To be done
- a) According to the excerpt on Archimedean copulas, which popular copulas can be derived from construction (2)–(4)?
- b) In the excerpt on Archimedean copulas, condense the paragraph beginning "Popular Archimedean copulas such as" into a single sentence that keeps its main facts.
- c) Write the next part of the excerpt on Archimedean copulas, picking up after its final line.

[BEGIN Page extract]

Obviously, the relation

$$\begin{aligned} \mathbb {E}\left( \varTheta ^{n-1}\exp \left( -\varTheta s_{n-1}(t)\right) \right) =(-1)^{n-1}\left( \varphi ^{-1}(s)\right) ^{\left( n-1\right) }\bigr |_{s=s_{n-1}(t)} \end{aligned}$$

now yields (9).

Popular Archimedean copulas such as the Gumbel and Clayton copulas can be derived from the construction (2)–(4) [see Marshall and Olkin 1988]. Remarks 1, 2, 3 below are devoted to the numerical computation of (9).

Remark 1

If we simulate N times \(n-1\) independent variables \(U_{i}^{j}=u_{i}^{j}\) for \(i=1,\ldots ,n-1\) and \(j=1,\ldots ,N\) from the distribution of density \(f_{i+1}\), then MC calculation of (9) yields

$$\begin{aligned} \begin{aligned} \mathbb {P}\left( S_{n}\le t\right)&\approx \frac{1}{N}\sum _{j=1}^{N}H_{n} \left( \sum _{i=1}^{n-1}\varphi \left( F_{i+1}\left( u_{i}^{j}\right) \right) +\varphi \left( F_{1}\left( t-\sum _{i=1}^{n-1}u_{i}^{j}\right) \right) \right) \\&\quad \times \prod _{i=1}^{n-1}\varphi ^{^{\prime }}\left( F_{i+1}\left( u_{i}^{j}\right) \right) \text {,} \end{aligned} \end{aligned}$$

where \(H_{n}\left( x\right) =\left( \varphi ^{-1}(s)\right) ^{\left( n-1\right) }|_{s=x}\).

[END Page extract]
[BEGIN Entries supplied]

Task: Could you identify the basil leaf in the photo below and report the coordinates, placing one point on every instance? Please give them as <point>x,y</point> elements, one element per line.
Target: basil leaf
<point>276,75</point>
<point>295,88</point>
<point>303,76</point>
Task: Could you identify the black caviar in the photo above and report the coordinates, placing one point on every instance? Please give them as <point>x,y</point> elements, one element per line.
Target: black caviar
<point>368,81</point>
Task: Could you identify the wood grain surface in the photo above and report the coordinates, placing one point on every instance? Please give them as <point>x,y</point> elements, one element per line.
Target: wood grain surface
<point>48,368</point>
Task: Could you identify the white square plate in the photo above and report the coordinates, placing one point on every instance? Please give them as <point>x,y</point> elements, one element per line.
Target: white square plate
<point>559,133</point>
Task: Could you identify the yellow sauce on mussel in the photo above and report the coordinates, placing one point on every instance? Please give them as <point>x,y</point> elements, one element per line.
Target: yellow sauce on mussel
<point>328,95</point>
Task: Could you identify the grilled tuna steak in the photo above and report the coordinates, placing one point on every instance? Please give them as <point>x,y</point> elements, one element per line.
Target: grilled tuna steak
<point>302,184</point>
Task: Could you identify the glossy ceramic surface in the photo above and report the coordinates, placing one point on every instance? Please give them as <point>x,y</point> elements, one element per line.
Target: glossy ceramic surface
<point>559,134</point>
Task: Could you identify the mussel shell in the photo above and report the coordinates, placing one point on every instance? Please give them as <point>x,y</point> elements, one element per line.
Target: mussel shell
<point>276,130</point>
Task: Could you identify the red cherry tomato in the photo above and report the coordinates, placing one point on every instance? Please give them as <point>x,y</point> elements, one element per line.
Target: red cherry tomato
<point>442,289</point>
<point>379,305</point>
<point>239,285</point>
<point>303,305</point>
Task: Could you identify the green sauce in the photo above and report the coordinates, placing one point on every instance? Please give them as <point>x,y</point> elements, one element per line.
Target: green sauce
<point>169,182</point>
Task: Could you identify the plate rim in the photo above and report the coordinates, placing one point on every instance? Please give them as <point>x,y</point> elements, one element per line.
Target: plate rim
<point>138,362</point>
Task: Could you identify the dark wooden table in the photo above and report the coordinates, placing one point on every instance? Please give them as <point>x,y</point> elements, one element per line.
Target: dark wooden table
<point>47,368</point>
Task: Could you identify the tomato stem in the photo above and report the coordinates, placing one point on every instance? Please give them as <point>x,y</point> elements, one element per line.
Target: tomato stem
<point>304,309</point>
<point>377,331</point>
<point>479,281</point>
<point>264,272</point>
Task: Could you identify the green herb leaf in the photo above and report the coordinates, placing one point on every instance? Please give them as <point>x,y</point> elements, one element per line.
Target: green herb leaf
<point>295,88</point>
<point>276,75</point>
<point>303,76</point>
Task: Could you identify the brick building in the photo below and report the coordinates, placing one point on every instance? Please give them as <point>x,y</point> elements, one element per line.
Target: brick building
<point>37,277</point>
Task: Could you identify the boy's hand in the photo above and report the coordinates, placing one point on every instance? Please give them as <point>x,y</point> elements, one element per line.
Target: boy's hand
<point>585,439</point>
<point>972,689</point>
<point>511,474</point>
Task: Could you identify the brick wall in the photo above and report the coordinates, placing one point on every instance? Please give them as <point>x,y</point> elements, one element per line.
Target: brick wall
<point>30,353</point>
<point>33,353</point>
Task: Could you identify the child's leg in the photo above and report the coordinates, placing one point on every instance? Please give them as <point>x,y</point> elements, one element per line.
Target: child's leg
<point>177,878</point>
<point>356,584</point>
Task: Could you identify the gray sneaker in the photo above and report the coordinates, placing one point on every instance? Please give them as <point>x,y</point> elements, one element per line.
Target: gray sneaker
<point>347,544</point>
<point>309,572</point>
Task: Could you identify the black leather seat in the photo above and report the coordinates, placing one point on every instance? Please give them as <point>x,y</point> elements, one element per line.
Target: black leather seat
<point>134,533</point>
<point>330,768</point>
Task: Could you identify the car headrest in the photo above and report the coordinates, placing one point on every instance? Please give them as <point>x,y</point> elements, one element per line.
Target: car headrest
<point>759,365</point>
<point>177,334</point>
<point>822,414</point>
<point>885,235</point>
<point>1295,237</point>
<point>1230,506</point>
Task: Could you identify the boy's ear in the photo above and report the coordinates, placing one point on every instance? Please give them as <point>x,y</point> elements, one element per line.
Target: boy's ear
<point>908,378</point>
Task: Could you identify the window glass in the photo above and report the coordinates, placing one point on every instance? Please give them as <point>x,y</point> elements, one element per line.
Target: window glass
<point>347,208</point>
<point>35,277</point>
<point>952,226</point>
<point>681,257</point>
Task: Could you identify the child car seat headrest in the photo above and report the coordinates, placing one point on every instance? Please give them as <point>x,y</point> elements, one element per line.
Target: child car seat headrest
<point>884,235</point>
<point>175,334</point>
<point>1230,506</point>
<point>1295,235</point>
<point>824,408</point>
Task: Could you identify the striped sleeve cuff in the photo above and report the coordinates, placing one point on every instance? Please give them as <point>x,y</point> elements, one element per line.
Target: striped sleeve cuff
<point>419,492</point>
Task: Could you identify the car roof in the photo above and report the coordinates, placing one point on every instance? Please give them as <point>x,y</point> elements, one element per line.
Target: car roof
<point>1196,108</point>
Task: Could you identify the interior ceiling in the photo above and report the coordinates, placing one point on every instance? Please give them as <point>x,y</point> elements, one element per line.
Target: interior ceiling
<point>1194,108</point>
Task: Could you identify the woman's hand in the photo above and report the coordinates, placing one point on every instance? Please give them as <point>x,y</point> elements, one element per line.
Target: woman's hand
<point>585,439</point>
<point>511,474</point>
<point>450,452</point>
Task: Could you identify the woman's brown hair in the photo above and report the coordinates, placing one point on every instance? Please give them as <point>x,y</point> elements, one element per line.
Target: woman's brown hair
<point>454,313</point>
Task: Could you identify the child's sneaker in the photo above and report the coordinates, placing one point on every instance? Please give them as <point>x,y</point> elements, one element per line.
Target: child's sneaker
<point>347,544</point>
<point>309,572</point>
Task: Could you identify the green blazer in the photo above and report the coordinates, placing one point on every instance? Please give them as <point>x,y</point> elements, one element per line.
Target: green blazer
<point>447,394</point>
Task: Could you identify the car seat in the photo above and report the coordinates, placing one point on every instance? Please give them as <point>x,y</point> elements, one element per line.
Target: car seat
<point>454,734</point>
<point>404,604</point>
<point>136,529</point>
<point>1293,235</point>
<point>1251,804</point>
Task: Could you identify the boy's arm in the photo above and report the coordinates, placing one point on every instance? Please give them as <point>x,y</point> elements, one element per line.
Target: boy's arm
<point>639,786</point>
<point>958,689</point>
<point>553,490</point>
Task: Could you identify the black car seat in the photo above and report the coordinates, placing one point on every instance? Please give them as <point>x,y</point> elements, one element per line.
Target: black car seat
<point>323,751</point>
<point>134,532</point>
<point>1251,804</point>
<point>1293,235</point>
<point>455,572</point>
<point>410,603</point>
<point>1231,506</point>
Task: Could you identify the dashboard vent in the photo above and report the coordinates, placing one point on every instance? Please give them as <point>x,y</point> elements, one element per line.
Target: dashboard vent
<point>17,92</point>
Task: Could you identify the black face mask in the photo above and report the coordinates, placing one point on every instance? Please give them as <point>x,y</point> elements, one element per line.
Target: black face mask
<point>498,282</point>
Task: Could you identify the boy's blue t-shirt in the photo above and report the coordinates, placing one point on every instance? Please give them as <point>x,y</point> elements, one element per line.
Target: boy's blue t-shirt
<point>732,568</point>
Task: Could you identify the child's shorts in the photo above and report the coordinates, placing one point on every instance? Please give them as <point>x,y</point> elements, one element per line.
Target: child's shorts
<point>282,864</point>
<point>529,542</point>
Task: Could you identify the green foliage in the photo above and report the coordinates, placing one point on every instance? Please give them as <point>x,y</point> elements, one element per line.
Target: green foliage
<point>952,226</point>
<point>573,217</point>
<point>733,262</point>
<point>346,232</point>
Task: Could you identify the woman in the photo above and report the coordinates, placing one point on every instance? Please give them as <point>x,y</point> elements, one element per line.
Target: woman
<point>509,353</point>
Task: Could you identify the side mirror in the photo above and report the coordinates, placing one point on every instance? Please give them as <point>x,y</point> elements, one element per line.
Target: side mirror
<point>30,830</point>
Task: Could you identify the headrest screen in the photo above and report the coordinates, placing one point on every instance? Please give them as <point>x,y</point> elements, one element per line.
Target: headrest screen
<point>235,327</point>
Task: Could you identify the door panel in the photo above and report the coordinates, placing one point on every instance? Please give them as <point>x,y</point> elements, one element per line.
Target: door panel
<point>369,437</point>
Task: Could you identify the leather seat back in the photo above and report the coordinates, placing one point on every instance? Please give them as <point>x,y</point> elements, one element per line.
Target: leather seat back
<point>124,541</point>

[END Entries supplied]

Answers to the problems
- a) The Gumbel and Clayton copulas.

- b) Popular Archimedean copulas such as the Gumbel and Clayton copulas follow from construction (2)–(4) [see Marshall and Olkin 1988], and Remarks 1, 2, 3 address the numerical computation of (9).

- c)
Observe that, for the case of the Clayton copula, the probability \(\mathbb {P} \left( S_{n}\le t\right) \) is given by the following simple formula.

Corollary 1

For the Clayton copula with \(\varphi ^{-1}(t)=\left( 1+\alpha t\right) ^{- \frac{1}{\alpha }}\) for \(\alpha >0\), we have, for all \(n\ge 2\),

$$\begin{aligned}&\mathbb {P}\left( S_{n}\le t\right) \nonumber \\&\quad =\int \limits _{-\infty }^{\infty }\cdots \int \limits _{-\infty }^{\infty }\frac{ \varGamma \left( n-1+\frac{1}{\alpha } \right) \alpha ^{n-1}}{\varGamma \left( \frac{1}{\alpha } \right) \left( \sum \limits _{i=1}^{n-1}\left( F_{i+1}(u_{i})\right) ^{-\alpha }+\left( F_{1}(t-\sum \limits _{i=1}^{n-1}u_{i})\right) ^{-\alpha }+1-n\right) ^{n-1+\frac{1}{\alpha } }} \nonumber \\&\qquad \times \prod _{i=1}^{n-1}\left( F_{i+1}(u_{i})\right) ^{-\alpha -1}f_{i+1}(u_{i})du_{i}\text {,} \end{aligned}$$
(13)

if the integral exists.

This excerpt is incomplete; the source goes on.